-- start Reading passage --

As a totally different approach, you could try using a bloom filter instead of a comprehensive database. Basically, a bloom filter consists of a bunch of hash functions, each of which is associated with a bitfield. For each legal word, each hash function is evaluated, and the corresponding bit in the corresponding bit field is set. Drawback is it's theoretically possible to get false positives, but those can be minimized/practically eliminated with enough hashes. Plus side is a huge space savings.

recursive
thanks - that is a really interesting idea and new to me. I am going to pursue the idea of sorting the letters and run length encoding first, but will also look at this approach. A post-processing step could be used to remove false positives (easily identified in this case).
frankodwyer
+2  A: 

Remove the indexes on sowpods and twl -- they are probably not helping your query times and are definitely taking lots of space.

You can get stats on the database using sqlite3_analyzer from the SQLite downloads page.

Doug Currie
thanks - dropping those indexes really helped.
frankodwyer
A: 

As mentioned elsewhere, lose the indexes on the boolean columns, they will almost certainly be slower (if used at all) than a table scan and are going to use space needlessly.

I'd consider applying a simple compression to the words, Huffman coding is pretty good for this sort of thing. Also, I'd look at the signatures: sort the columns in letter frequency order and don't bother storing trailing zeroes, which can be implied. I guess you could Huffman-encode those, too.

Always assuming your encoded strings don't upset SQLite, of course.

Mike Woodhouse

-- end Reading passage --
-- start Record set --

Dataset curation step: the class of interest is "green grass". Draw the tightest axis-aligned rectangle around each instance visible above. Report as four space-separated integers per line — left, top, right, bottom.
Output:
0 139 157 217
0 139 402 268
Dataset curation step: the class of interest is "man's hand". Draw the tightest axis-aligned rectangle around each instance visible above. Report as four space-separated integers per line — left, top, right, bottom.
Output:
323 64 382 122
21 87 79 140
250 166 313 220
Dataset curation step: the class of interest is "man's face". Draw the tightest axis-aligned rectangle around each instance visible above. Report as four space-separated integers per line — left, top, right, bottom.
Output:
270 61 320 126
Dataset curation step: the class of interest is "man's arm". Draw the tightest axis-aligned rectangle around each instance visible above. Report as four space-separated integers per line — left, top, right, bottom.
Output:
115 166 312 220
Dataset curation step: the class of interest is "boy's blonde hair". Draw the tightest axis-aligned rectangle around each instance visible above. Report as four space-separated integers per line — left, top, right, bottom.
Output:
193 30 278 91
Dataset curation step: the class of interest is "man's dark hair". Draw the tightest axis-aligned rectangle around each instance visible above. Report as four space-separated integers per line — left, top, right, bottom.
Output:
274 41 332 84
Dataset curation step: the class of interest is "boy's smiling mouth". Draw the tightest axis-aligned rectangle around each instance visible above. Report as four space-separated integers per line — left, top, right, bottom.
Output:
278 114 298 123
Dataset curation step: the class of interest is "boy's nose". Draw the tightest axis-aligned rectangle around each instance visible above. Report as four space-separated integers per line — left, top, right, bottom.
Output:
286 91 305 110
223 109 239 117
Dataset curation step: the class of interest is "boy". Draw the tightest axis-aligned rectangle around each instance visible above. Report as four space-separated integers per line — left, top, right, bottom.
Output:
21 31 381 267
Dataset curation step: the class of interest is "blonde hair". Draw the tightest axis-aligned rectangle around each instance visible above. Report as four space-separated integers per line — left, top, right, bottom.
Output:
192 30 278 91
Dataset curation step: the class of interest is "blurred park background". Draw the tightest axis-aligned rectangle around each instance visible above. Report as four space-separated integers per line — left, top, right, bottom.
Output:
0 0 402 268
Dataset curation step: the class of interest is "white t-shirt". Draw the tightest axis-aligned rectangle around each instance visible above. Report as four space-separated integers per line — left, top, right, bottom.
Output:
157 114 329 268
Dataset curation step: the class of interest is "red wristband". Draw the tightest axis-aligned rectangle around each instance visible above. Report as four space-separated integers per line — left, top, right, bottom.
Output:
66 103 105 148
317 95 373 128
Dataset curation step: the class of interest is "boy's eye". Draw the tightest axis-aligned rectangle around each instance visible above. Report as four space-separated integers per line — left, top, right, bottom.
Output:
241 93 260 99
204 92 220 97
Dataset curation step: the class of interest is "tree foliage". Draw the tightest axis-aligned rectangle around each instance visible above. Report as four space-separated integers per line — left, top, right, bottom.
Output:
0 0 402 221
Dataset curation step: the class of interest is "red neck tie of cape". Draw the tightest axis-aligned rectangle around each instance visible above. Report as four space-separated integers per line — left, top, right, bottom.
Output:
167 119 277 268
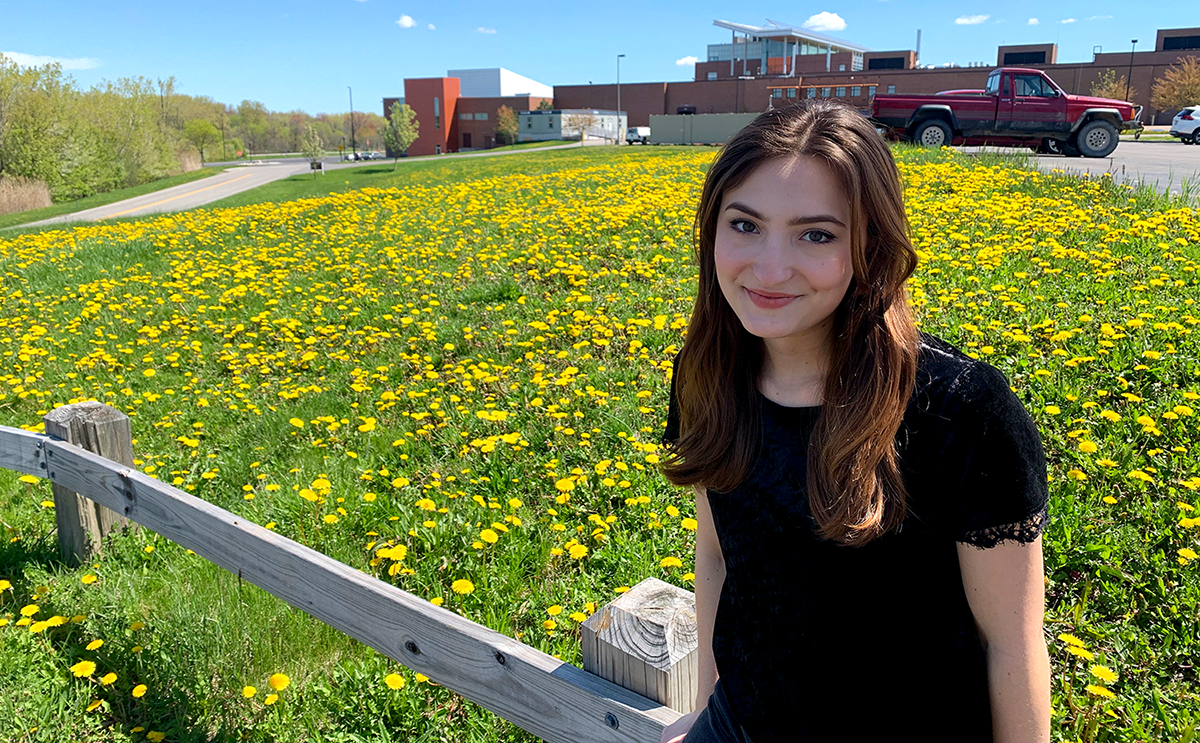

-- end Record set --

* **Written exercise**: From the forum thread above on shrinking a word database, extract everything from "You can get" down to "use space needlessly.", word for word.

* **Task result**:
You can get stats on the database using sqlite3_analyzer from the SQLite downloads page.

Doug Currie
thanks - dropping those indexes really helped.
frankodwyer
A: 

As mentioned elsewhere, lose the indexes on the boolean columns, they will almost certainly be slower (if used at all) than a table scan and are going to use space needlessly.